### Required work:
Taking the line with "like [456, 201]." as the first and the line with "like [146, 396]." as the last, set down exactly every line in that range from the entries below, and no more.

[Records from a data source]
^^^^

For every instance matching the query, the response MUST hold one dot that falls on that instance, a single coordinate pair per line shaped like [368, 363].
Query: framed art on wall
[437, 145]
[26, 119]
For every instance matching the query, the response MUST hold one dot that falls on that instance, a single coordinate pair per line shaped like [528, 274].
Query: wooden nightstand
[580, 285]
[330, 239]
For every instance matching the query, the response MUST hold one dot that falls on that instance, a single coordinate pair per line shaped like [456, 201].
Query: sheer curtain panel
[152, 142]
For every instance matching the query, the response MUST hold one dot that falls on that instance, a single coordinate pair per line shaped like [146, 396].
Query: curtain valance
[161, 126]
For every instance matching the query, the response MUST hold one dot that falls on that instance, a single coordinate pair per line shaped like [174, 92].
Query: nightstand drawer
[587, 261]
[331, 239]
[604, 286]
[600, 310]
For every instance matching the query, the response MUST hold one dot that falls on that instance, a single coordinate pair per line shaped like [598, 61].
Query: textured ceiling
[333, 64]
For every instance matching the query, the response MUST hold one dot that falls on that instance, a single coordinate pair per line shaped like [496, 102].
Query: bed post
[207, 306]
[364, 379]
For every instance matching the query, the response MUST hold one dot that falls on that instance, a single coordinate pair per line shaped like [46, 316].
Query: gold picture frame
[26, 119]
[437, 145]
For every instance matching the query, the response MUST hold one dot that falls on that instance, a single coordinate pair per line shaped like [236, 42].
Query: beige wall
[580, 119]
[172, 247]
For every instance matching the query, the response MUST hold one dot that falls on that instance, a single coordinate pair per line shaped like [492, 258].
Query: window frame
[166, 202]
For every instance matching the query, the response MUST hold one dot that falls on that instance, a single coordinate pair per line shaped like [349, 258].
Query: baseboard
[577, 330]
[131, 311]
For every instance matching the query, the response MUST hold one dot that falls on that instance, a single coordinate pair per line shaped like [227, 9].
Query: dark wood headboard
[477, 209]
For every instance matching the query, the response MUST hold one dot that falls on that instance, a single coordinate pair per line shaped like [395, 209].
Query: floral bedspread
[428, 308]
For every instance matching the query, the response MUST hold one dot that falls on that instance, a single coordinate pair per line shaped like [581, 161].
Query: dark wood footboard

^^^^

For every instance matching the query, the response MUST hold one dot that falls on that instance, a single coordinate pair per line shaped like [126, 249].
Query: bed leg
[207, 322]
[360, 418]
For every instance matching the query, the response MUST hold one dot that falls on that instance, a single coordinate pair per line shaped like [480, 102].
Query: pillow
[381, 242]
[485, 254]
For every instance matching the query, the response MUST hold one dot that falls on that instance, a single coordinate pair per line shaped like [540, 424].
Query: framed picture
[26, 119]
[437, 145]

^^^^

### Answer section:
For every instance matching the query, the response MUST hold one dot that falls on that instance, a single coordinate pair per line shaped like [456, 201].
Query: sheer curtain panel
[152, 142]
For every instance matching the query, the response MUST hold one dot that falls on that instance, a single coordinate pair per line shaped like [146, 396].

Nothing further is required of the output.